The exercise.
Copy the records verbatim, starting at the beginning of the records and ending at the line that contains "xmin=45 ymin=0 xmax=635 ymax=149", with both ends included. Leave the pictures out of your copy.

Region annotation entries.
....................

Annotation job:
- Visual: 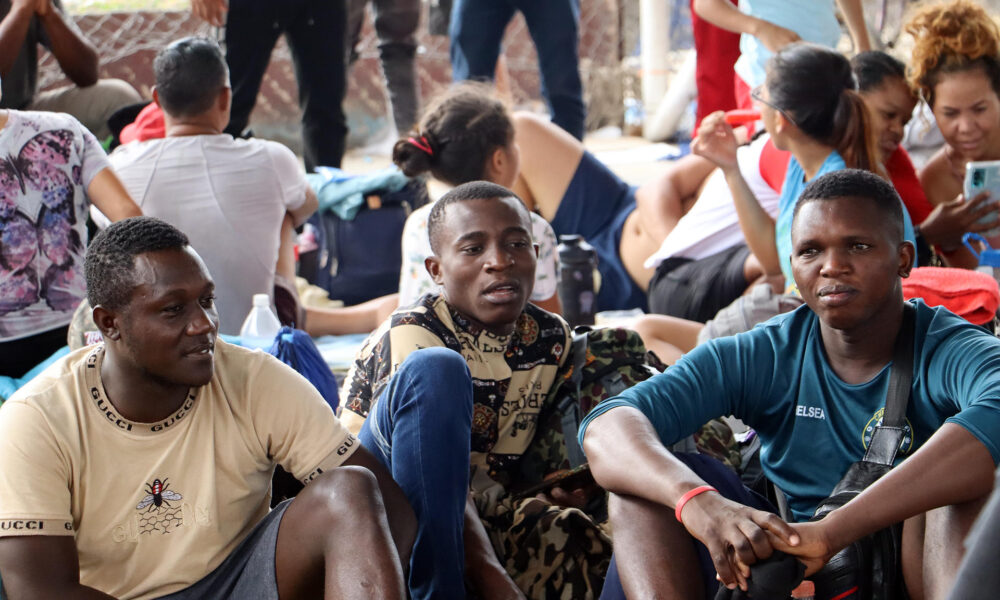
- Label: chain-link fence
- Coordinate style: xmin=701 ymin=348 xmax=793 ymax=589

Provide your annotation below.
xmin=45 ymin=0 xmax=635 ymax=149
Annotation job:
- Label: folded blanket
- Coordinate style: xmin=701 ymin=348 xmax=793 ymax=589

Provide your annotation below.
xmin=306 ymin=167 xmax=409 ymax=221
xmin=903 ymin=267 xmax=1000 ymax=325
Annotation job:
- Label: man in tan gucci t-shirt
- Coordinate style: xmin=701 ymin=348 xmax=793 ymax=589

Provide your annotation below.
xmin=0 ymin=217 xmax=414 ymax=600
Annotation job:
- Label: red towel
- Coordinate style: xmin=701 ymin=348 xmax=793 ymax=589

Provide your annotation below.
xmin=903 ymin=267 xmax=1000 ymax=325
xmin=118 ymin=102 xmax=167 ymax=144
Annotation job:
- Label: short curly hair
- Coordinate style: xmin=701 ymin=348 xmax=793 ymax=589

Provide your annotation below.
xmin=792 ymin=169 xmax=903 ymax=241
xmin=427 ymin=181 xmax=531 ymax=255
xmin=84 ymin=217 xmax=190 ymax=310
xmin=906 ymin=0 xmax=1000 ymax=107
xmin=392 ymin=81 xmax=514 ymax=185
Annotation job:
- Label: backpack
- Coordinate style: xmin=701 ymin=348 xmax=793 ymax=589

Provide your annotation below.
xmin=299 ymin=179 xmax=428 ymax=306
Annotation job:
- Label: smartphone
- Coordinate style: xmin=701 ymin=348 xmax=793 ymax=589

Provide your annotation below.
xmin=726 ymin=108 xmax=760 ymax=127
xmin=962 ymin=160 xmax=1000 ymax=237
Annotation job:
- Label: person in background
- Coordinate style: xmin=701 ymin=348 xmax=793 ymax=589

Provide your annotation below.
xmin=0 ymin=86 xmax=141 ymax=377
xmin=96 ymin=37 xmax=318 ymax=335
xmin=448 ymin=0 xmax=587 ymax=141
xmin=191 ymin=0 xmax=347 ymax=171
xmin=694 ymin=0 xmax=871 ymax=108
xmin=0 ymin=0 xmax=142 ymax=141
xmin=906 ymin=0 xmax=1000 ymax=268
xmin=347 ymin=0 xmax=421 ymax=133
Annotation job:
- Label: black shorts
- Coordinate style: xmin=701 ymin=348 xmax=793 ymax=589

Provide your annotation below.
xmin=649 ymin=244 xmax=750 ymax=323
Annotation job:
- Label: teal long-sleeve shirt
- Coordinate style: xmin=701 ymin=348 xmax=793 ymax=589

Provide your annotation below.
xmin=579 ymin=300 xmax=1000 ymax=520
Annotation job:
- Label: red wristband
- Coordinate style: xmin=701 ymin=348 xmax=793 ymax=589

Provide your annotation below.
xmin=674 ymin=485 xmax=719 ymax=522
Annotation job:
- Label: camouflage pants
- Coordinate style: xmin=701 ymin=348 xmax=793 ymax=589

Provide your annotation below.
xmin=480 ymin=498 xmax=611 ymax=600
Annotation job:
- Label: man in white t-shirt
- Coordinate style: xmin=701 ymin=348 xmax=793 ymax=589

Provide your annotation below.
xmin=97 ymin=38 xmax=317 ymax=335
xmin=0 ymin=217 xmax=416 ymax=600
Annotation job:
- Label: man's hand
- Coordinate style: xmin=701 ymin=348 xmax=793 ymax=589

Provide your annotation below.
xmin=771 ymin=521 xmax=840 ymax=577
xmin=191 ymin=0 xmax=229 ymax=27
xmin=753 ymin=20 xmax=802 ymax=52
xmin=920 ymin=191 xmax=1000 ymax=250
xmin=681 ymin=492 xmax=800 ymax=591
xmin=691 ymin=110 xmax=739 ymax=172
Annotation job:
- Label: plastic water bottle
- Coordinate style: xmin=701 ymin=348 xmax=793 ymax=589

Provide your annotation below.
xmin=240 ymin=294 xmax=281 ymax=351
xmin=558 ymin=235 xmax=597 ymax=327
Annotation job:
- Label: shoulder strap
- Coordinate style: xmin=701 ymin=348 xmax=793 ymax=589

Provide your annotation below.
xmin=864 ymin=302 xmax=916 ymax=465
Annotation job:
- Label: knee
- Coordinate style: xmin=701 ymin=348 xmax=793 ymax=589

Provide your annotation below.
xmin=396 ymin=347 xmax=472 ymax=384
xmin=294 ymin=466 xmax=382 ymax=526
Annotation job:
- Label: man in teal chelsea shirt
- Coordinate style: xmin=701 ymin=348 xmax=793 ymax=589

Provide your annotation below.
xmin=580 ymin=170 xmax=1000 ymax=598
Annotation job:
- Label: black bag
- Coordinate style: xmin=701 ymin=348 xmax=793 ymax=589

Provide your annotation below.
xmin=299 ymin=179 xmax=428 ymax=306
xmin=810 ymin=303 xmax=915 ymax=600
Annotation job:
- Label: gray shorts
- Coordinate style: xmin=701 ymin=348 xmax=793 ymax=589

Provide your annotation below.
xmin=698 ymin=283 xmax=804 ymax=344
xmin=159 ymin=500 xmax=291 ymax=600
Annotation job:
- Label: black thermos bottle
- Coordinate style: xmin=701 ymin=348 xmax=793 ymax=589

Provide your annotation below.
xmin=558 ymin=235 xmax=597 ymax=327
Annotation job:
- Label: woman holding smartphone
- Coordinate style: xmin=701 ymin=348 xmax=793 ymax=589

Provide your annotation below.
xmin=906 ymin=0 xmax=1000 ymax=267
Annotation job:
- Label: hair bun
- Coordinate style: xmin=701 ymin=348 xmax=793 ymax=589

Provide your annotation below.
xmin=392 ymin=134 xmax=435 ymax=177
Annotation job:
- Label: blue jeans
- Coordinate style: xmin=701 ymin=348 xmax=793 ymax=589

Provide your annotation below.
xmin=449 ymin=0 xmax=587 ymax=140
xmin=360 ymin=348 xmax=472 ymax=600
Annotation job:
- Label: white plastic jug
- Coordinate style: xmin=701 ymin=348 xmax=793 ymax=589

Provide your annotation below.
xmin=240 ymin=294 xmax=281 ymax=351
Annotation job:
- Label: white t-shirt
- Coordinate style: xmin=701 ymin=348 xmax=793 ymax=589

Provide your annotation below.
xmin=0 ymin=340 xmax=360 ymax=600
xmin=101 ymin=134 xmax=308 ymax=335
xmin=399 ymin=200 xmax=559 ymax=306
xmin=645 ymin=134 xmax=780 ymax=269
xmin=733 ymin=0 xmax=840 ymax=89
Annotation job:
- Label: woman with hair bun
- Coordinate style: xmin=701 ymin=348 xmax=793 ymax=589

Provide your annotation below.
xmin=906 ymin=0 xmax=1000 ymax=267
xmin=392 ymin=83 xmax=680 ymax=310
xmin=691 ymin=42 xmax=914 ymax=286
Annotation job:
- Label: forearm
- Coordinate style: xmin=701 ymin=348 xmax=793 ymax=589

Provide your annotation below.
xmin=0 ymin=5 xmax=35 ymax=77
xmin=40 ymin=6 xmax=98 ymax=87
xmin=820 ymin=423 xmax=995 ymax=549
xmin=583 ymin=407 xmax=705 ymax=508
xmin=694 ymin=0 xmax=763 ymax=35
xmin=463 ymin=495 xmax=520 ymax=598
xmin=837 ymin=0 xmax=872 ymax=52
xmin=0 ymin=536 xmax=114 ymax=600
xmin=726 ymin=168 xmax=781 ymax=275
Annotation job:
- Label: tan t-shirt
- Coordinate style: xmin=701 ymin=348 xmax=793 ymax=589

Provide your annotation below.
xmin=0 ymin=341 xmax=359 ymax=599
xmin=343 ymin=294 xmax=570 ymax=491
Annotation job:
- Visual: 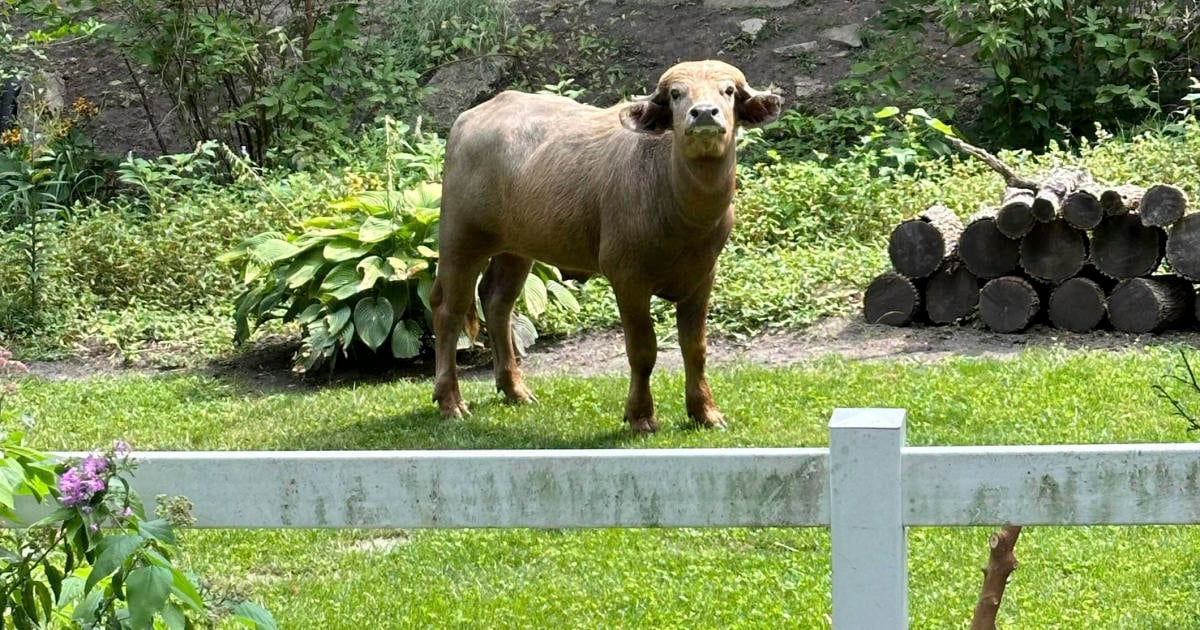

....................

Solution for this task.
Annotation job:
- Visual: 
- Label: chain-link fence
- Coordinate style: xmin=701 ymin=348 xmax=793 ymax=589

Provide your annotation below.
xmin=45 ymin=0 xmax=635 ymax=149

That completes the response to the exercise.